─── INFORMATION GIVEN ───

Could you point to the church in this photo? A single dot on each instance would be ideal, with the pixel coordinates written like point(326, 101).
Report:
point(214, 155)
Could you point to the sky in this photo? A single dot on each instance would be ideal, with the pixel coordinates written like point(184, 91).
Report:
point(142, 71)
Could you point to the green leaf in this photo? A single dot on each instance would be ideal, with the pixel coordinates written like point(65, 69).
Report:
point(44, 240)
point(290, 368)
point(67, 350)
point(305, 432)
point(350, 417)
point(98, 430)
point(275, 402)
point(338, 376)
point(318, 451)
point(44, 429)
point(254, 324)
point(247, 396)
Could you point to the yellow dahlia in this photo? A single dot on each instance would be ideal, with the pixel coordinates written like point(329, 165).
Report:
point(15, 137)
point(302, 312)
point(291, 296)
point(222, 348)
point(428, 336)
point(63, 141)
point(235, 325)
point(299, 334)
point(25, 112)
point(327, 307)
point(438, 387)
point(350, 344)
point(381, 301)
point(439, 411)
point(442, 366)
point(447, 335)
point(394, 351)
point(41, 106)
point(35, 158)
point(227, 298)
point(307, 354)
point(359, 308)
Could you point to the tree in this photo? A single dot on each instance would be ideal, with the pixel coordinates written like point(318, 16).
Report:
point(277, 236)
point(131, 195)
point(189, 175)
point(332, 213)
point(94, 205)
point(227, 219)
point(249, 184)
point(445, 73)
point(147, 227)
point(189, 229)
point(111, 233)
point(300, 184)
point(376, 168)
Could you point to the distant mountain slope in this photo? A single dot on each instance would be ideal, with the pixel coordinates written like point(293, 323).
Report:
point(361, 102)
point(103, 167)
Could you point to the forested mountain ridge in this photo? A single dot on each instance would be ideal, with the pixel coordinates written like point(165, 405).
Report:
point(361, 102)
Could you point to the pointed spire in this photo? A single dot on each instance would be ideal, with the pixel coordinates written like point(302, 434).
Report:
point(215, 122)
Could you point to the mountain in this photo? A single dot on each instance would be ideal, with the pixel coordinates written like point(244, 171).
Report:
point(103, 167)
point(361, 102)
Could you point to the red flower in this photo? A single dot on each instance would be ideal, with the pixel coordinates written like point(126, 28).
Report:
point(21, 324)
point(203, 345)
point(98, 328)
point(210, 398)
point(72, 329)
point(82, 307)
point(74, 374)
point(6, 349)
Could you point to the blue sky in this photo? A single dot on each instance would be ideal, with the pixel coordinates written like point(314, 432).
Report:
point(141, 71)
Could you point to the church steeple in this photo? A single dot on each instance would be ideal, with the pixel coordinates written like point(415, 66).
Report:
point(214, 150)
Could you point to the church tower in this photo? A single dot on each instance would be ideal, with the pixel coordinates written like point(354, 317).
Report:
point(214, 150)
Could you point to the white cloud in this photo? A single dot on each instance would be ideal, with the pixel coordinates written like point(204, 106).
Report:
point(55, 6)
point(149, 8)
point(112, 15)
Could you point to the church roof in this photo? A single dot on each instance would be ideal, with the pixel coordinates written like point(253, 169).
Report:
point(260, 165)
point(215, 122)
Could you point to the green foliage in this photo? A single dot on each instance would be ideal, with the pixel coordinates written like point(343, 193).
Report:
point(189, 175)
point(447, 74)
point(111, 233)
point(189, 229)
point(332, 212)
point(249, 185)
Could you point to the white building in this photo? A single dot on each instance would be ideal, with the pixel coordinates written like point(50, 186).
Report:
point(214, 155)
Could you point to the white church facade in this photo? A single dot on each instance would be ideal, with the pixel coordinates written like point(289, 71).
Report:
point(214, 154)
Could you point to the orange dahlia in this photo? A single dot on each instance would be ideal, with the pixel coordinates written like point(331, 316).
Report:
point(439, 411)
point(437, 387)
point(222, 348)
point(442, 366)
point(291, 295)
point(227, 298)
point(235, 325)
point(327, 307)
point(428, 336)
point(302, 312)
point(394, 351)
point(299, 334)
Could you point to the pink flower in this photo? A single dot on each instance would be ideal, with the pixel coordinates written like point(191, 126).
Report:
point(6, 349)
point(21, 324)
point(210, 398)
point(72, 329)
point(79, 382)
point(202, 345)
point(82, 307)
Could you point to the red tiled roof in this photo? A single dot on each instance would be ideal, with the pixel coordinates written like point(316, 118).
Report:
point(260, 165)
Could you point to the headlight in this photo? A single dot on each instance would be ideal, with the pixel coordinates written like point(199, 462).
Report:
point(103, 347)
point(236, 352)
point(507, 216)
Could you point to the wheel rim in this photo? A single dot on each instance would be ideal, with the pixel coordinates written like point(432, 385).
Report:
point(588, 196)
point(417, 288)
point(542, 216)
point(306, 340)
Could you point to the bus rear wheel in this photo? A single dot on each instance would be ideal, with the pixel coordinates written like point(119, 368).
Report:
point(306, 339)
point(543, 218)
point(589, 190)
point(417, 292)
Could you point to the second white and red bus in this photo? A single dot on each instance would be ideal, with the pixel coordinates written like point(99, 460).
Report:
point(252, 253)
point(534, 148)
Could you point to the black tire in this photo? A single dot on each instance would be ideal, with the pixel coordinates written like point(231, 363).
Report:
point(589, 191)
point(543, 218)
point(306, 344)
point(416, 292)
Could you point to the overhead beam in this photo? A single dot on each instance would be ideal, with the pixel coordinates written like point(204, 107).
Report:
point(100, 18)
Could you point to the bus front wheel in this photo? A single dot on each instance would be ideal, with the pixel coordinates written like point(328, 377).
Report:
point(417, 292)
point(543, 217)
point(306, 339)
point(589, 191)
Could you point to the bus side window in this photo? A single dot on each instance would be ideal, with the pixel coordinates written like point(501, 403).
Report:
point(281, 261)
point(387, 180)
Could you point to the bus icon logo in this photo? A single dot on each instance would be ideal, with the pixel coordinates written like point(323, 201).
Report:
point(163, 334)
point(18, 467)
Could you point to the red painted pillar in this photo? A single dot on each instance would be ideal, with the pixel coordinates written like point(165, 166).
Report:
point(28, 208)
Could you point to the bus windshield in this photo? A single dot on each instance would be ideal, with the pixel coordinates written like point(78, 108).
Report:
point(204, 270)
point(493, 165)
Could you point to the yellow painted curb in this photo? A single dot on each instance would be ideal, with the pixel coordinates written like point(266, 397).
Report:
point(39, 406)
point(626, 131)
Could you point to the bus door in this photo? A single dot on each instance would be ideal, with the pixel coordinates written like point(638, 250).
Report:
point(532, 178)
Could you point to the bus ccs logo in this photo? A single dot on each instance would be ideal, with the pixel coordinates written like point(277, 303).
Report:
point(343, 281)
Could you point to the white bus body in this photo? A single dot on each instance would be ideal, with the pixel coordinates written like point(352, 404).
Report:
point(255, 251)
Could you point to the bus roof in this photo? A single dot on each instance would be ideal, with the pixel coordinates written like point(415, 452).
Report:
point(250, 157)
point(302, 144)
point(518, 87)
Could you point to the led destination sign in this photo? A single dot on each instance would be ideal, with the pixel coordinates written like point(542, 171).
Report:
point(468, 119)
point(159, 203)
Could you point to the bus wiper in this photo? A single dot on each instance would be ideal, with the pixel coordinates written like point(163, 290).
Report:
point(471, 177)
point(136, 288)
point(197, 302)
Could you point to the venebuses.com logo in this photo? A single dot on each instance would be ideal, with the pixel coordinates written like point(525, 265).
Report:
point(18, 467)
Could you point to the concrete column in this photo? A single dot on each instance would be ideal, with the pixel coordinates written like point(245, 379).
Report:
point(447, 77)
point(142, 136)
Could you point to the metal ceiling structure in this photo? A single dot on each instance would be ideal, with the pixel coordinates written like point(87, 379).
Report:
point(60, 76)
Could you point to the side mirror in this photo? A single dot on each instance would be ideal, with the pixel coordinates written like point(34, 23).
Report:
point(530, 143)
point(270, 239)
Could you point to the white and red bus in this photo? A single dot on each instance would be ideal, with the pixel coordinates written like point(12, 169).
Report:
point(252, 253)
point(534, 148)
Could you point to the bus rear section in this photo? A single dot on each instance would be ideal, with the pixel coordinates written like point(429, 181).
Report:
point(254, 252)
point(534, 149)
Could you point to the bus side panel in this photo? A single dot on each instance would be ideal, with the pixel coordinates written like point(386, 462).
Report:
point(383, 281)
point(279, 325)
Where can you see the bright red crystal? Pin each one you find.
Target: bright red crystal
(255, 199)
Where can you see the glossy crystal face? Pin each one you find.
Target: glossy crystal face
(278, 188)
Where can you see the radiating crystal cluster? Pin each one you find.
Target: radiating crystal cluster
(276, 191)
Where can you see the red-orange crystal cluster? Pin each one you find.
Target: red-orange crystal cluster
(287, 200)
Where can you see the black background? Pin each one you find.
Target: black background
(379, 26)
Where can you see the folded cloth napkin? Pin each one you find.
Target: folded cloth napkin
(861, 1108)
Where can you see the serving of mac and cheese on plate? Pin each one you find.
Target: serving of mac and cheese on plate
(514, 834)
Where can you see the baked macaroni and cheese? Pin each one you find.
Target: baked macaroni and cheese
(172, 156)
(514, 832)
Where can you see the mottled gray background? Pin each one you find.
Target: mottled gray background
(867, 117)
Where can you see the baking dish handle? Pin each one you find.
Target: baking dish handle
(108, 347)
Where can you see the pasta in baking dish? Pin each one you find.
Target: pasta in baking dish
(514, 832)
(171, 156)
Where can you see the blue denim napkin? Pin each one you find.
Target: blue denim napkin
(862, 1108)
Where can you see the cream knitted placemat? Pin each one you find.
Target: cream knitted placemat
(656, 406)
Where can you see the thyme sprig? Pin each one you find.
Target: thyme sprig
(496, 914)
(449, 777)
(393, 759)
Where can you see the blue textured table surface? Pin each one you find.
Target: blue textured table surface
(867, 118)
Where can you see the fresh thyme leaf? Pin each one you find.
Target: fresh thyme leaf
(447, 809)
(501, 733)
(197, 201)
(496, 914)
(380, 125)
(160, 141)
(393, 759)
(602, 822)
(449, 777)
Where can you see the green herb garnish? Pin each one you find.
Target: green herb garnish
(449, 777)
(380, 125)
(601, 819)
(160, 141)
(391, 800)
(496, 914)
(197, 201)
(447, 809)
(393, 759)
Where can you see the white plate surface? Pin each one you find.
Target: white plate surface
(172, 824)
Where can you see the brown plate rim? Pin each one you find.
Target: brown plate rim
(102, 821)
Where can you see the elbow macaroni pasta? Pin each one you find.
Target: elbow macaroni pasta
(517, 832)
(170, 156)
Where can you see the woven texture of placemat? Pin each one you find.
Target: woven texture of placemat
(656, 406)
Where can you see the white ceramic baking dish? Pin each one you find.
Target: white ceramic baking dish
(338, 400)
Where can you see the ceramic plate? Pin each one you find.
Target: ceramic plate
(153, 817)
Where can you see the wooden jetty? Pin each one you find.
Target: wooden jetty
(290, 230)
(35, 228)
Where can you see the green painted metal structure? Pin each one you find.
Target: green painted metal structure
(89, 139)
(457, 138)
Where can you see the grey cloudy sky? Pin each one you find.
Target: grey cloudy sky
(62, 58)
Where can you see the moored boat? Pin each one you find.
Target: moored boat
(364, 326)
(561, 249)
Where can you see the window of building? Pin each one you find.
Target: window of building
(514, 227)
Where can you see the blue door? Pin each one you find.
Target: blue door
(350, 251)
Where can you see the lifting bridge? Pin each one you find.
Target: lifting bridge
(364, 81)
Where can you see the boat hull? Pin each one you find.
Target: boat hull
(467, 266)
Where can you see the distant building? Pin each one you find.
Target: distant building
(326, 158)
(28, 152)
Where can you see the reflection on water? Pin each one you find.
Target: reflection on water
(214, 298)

───

ACTIVITY: Retype exactly the lines of the data above that fall between the line with "Could you point to the sky" and the line with "Could you point to the yellow dahlia", inclusive, and add nothing.

FINISHED TASK:
Could you point to the sky in this photo? A single dot on each instance would be ideal, with the pixel coordinates written like point(184, 91).
Report:
point(142, 71)
Could you point to the green leaf in this photo? A single dot on each instance would be ideal, with the pixel coordinates written like point(65, 69).
Report:
point(44, 240)
point(290, 368)
point(67, 350)
point(305, 432)
point(350, 417)
point(98, 430)
point(275, 402)
point(338, 376)
point(318, 451)
point(44, 429)
point(254, 324)
point(247, 396)
Could you point to the yellow dahlia in this photo? A single dot on each instance would be ideal, with the pixel coordinates written like point(329, 165).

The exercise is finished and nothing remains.